> **WHAT IS REQUIRED**
Extract each line in the records below that contains the string "feather". Only matches with the same capitalization count.

** Start DATA SHOWN **

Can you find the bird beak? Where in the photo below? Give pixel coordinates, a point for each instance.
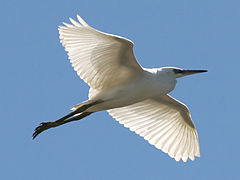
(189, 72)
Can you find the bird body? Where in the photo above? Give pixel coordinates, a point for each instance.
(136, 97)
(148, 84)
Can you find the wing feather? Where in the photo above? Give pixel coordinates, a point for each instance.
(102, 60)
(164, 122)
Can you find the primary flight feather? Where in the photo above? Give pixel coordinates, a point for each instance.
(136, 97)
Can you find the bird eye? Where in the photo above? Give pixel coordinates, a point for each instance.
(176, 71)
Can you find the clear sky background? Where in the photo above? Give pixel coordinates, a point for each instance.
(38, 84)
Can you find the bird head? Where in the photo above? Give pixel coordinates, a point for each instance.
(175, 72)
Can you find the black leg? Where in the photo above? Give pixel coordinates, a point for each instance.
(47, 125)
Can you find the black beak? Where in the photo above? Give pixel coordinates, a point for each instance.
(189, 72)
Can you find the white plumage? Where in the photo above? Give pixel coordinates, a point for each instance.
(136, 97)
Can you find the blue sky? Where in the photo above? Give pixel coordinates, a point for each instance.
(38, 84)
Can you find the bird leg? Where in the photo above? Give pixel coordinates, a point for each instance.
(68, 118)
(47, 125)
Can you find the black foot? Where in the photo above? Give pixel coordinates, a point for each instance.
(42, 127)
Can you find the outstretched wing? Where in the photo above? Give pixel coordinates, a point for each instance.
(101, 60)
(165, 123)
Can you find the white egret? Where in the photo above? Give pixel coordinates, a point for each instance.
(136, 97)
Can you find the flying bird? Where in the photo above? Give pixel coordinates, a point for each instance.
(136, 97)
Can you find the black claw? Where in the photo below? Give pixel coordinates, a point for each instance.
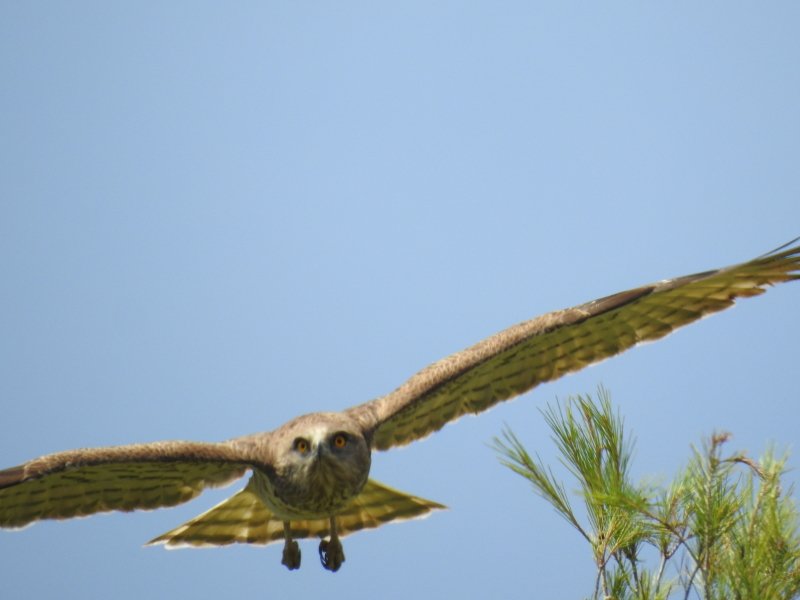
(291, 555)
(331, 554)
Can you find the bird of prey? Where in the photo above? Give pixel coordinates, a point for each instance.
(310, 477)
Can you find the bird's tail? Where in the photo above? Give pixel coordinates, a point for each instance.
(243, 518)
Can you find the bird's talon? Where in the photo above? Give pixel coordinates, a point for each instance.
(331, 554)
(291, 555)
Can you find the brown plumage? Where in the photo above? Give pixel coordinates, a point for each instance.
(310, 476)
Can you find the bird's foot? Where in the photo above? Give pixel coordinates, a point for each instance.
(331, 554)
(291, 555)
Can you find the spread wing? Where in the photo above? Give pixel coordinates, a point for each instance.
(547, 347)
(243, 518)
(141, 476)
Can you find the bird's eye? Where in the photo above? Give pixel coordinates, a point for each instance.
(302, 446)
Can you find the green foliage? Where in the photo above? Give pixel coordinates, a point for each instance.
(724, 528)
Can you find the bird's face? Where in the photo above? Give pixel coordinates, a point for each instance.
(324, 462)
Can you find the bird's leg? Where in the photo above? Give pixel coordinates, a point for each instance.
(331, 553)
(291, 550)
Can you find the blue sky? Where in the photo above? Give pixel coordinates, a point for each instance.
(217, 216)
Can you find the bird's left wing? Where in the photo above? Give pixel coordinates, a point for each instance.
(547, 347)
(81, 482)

** End DATA SHOWN **
** Start DATA SHOWN **

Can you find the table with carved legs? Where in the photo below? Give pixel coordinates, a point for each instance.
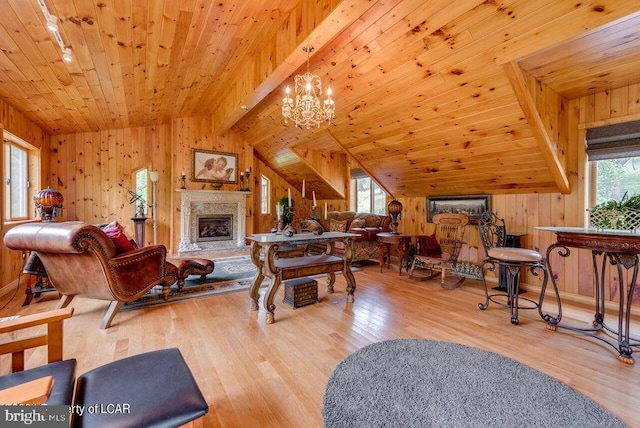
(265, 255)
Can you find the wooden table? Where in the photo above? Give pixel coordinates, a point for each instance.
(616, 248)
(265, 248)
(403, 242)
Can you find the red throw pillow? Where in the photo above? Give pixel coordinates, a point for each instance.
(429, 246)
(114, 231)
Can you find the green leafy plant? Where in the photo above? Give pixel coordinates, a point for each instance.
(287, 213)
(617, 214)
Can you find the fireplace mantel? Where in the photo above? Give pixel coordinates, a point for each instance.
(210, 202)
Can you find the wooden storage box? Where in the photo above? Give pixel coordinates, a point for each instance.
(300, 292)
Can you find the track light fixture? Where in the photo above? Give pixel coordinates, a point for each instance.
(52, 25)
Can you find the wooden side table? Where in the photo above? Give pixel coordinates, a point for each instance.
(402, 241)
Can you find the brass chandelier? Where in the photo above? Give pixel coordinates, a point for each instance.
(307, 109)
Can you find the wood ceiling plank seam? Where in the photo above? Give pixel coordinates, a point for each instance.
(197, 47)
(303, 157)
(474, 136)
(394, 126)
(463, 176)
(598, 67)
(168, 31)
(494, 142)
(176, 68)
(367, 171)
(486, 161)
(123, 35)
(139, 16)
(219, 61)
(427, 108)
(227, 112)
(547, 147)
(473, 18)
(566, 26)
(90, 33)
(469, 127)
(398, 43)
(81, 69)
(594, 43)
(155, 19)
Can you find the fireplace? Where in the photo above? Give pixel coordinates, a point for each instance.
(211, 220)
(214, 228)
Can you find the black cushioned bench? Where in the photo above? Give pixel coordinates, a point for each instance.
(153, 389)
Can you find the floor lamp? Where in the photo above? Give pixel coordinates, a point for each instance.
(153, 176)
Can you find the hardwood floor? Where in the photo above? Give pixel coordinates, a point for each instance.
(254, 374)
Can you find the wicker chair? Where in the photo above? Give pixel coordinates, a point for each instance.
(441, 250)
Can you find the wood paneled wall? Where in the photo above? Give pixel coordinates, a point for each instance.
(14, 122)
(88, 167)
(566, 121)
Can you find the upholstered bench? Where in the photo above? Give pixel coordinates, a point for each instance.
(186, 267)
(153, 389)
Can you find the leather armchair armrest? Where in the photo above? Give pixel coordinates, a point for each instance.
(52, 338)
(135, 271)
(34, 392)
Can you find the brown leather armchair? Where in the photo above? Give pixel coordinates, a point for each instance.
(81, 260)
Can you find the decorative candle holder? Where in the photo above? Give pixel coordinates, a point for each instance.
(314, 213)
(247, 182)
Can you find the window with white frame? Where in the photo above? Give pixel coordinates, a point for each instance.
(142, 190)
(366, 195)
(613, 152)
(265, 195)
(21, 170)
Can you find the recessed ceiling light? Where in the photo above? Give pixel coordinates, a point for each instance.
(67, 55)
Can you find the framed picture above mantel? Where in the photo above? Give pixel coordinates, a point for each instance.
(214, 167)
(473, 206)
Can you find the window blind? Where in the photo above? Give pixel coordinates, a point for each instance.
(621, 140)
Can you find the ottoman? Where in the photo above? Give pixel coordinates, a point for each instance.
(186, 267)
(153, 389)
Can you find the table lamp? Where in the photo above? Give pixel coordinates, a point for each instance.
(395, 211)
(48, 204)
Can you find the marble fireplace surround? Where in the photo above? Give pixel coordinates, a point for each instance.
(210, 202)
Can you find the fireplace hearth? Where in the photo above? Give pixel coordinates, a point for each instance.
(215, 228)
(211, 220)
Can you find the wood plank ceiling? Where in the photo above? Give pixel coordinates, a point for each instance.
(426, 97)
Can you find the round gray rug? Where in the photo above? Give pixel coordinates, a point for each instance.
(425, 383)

** End DATA SHOWN **

> **SOLUTION FOR THIS EXERCISE**
Can you find the wing feather? Where in the photo above? Give pixel coordinates, a point for each instance.
Can you find the primary flight feather? Where in the photo above? Give pixel coordinates, a point for each instance.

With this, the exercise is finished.